PROBLEM TO WORK ON = In how many lines of the data does the word "roof" appear? Give the number by itself.

(Beginning of RECORD SET)

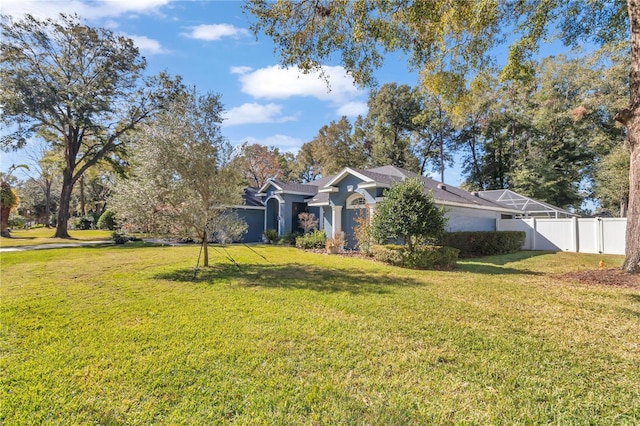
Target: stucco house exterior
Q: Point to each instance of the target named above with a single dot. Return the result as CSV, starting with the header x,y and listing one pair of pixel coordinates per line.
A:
x,y
338,200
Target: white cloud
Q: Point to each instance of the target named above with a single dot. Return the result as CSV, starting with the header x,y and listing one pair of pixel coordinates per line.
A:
x,y
283,142
275,82
353,109
215,32
147,45
240,70
94,10
254,113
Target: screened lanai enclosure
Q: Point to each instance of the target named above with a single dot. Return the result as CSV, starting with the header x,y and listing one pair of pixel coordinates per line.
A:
x,y
528,206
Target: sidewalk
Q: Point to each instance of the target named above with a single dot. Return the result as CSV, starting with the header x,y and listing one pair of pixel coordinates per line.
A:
x,y
55,245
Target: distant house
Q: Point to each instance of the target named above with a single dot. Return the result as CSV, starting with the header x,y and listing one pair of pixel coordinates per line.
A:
x,y
337,201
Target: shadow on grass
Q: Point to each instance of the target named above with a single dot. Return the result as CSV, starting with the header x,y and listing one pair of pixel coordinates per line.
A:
x,y
295,276
503,259
483,268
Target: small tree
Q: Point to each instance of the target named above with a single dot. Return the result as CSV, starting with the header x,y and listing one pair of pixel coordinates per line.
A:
x,y
408,213
308,222
8,199
182,183
362,231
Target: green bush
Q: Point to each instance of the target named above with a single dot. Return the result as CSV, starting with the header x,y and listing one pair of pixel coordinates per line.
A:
x,y
484,243
107,220
422,257
84,222
271,235
16,221
313,240
119,238
289,239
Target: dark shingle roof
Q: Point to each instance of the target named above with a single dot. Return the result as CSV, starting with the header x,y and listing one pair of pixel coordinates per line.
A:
x,y
389,175
250,199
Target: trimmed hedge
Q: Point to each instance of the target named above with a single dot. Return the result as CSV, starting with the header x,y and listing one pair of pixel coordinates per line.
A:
x,y
423,257
484,243
314,240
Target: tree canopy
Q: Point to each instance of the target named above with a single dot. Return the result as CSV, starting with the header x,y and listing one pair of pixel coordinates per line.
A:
x,y
451,42
79,88
182,182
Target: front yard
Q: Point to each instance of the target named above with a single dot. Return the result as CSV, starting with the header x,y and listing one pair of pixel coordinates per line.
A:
x,y
125,335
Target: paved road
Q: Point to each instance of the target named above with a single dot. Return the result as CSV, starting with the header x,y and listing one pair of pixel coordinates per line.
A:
x,y
57,245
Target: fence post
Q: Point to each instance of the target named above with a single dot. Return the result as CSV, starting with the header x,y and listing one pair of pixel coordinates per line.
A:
x,y
576,236
534,233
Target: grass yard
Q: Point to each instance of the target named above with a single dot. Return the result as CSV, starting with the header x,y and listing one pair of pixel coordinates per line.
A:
x,y
125,335
37,236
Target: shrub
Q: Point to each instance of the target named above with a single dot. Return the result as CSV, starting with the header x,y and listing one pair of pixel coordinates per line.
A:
x,y
16,221
335,244
422,257
289,239
314,240
409,214
362,232
484,243
107,220
271,235
119,238
307,221
84,222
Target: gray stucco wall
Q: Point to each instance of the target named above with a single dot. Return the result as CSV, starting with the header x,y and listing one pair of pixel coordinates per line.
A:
x,y
255,220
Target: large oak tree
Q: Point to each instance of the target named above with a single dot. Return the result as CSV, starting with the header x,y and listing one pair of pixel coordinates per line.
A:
x,y
456,38
80,88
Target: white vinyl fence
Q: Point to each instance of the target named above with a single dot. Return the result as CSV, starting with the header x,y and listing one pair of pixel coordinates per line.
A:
x,y
588,235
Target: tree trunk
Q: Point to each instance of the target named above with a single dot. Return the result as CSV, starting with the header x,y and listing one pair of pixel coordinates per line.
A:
x,y
632,250
47,207
630,118
83,209
4,221
63,208
205,249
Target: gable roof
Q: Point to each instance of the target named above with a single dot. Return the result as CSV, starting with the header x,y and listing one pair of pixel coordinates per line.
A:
x,y
383,177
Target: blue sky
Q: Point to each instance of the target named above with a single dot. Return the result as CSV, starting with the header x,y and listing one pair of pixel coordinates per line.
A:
x,y
209,44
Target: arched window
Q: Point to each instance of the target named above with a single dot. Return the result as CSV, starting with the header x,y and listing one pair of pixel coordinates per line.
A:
x,y
356,201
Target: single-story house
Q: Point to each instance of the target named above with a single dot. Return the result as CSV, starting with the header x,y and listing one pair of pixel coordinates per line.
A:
x,y
338,200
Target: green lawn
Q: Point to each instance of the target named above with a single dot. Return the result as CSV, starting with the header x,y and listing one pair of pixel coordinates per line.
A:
x,y
37,236
125,335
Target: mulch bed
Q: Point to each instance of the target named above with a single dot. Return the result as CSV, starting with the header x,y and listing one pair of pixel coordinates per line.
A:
x,y
614,277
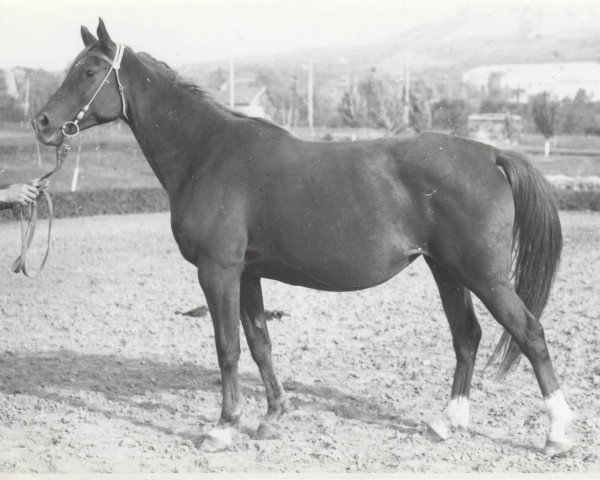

(End of RECORD SET)

SOLUTION TO THIS EXERCISE = 2